» **PROBLEM TO SOLVE**
Reproduce the film review passage below in full, word for word.
== DOCUMENT SEGMENT
The return of that most disciplined of documentarians, Frederick Wiseman is back this time with his observational-remove focused on the "National Gallery". Wiseman's roving eye and duration spent with it's subject make for a documentary that pays tribute to the gallery’s technical prowess and craftsmanship. Like all of his decades-spanning work, his subject doesn’t go unchallenged. The ugly history of its beautiful collection is noted, as are scenes of a Greenpeace protest against Shell, the decisions it faces with corporate sponsors and how to best represent itself while imagining ways to reach new audiences. Interestingly, the private preservation scenes yielding as much information as the public lectures that punctuate it, we get a very real sense of being "Behind the Scenes at the Museum: Frederick Wiseman's National Gallery".
Peter Strickland's filmmography to-date has been short but memorable, "Katalin Varga" was a highlight of SIFF 2009 and his sophomore feature "Berberian Sound Studio" ranked with both Sight & Sound and Film Comment among that year's best. It's postmodern exercise is both a homage to the stylistic excesses of the genre and a disquieting period piece set within Italian cinema of the 1970's, making for "A Bold Evocation of the Eras of Both Analogue Sound and the Italian Giallo". Strickland being no novice when it comes to soundwork either, particularly in relation to the more avant-leanings of Modernism's past. He sought out Nurse With Wound's Steven Stapleton for the soundtrack and engineering on his first feature after having spent the last decade in a process of discovery, immersed in mid-Century improv, early electronic music and modern composition.
The fruits of which are graphically evident, his filmmography listens like a best-of of the current British sonic explorers in the 'Hauntological' hinterlands. James Cargill of Broadcast supplying the soundtrack to his second feature and again recruiting Andrew Liles of Nurse With Wound for the sound design for the fictional film-within-the-film, the brilliantly titled, "The Equestrian Vortex". The title sequence from which stunningly realized by designer Julian House of the Ghost Box label. For his newest recruiting soprano and multi-instrumentalist Rachel Zeffira and Faris Badwan of The Horrors as Cat's Eyes, who have produced a hauntingly somnambulistic chamber music, complimentary to the film's kinky fetish of texture and form.
====
== SOURCE INFORMATION
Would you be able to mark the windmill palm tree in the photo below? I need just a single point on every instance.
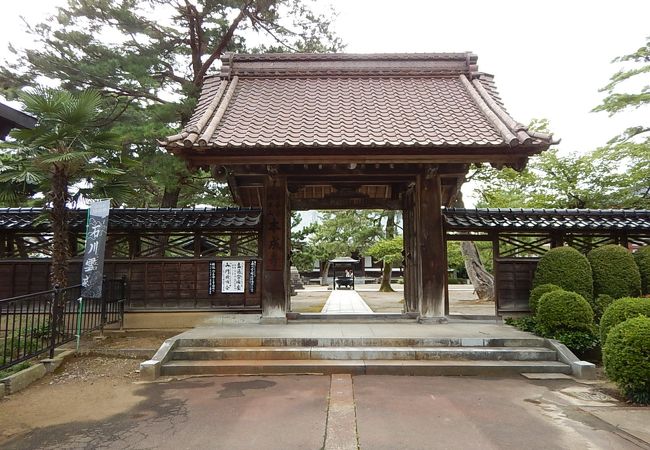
(66, 147)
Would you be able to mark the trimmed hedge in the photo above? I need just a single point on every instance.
(537, 292)
(621, 310)
(601, 303)
(642, 260)
(564, 311)
(626, 355)
(565, 267)
(614, 272)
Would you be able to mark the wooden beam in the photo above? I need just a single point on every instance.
(275, 250)
(305, 204)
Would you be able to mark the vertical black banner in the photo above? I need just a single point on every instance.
(92, 269)
(212, 277)
(252, 276)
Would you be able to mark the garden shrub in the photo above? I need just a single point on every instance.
(601, 303)
(567, 317)
(537, 292)
(565, 267)
(642, 260)
(626, 355)
(614, 272)
(563, 310)
(621, 310)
====
» **RESULT**
The return of that most disciplined of documentarians, Frederick Wiseman is back this time with his observational-remove focused on the "National Gallery". Wiseman's roving eye and duration spent with it's subject make for a documentary that pays tribute to the gallery’s technical prowess and craftsmanship. Like all of his decades-spanning work, his subject doesn’t go unchallenged. The ugly history of its beautiful collection is noted, as are scenes of a Greenpeace protest against Shell, the decisions it faces with corporate sponsors and how to best represent itself while imagining ways to reach new audiences. Interestingly, the private preservation scenes yielding as much information as the public lectures that punctuate it, we get a very real sense of being "Behind the Scenes at the Museum: Frederick Wiseman's National Gallery".
Peter Strickland's filmmography to-date has been short but memorable, "Katalin Varga" was a highlight of SIFF 2009 and his sophomore feature "Berberian Sound Studio" ranked with both Sight & Sound and Film Comment among that year's best. It's postmodern exercise is both a homage to the stylistic excesses of the genre and a disquieting period piece set within Italian cinema of the 1970's, making for "A Bold Evocation of the Eras of Both Analogue Sound and the Italian Giallo". Strickland being no novice when it comes to soundwork either, particularly in relation to the more avant-leanings of Modernism's past. He sought out Nurse With Wound's Steven Stapleton for the soundtrack and engineering on his first feature after having spent the last decade in a process of discovery, immersed in mid-Century improv, early electronic music and modern composition.
The fruits of which are graphically evident, his filmmography listens like a best-of of the current British sonic explorers in the 'Hauntological' hinterlands. James Cargill of Broadcast supplying the soundtrack to his second feature and again recruiting Andrew Liles of Nurse With Wound for the sound design for the fictional film-within-the-film, the brilliantly titled, "The Equestrian Vortex". The title sequence from which stunningly realized by designer Julian House of the Ghost Box label. For his newest recruiting soprano and multi-instrumentalist Rachel Zeffira and Faris Badwan of The Horrors as Cat's Eyes, who have produced a hauntingly somnambulistic chamber music, complimentary to the film's kinky fetish of texture and form.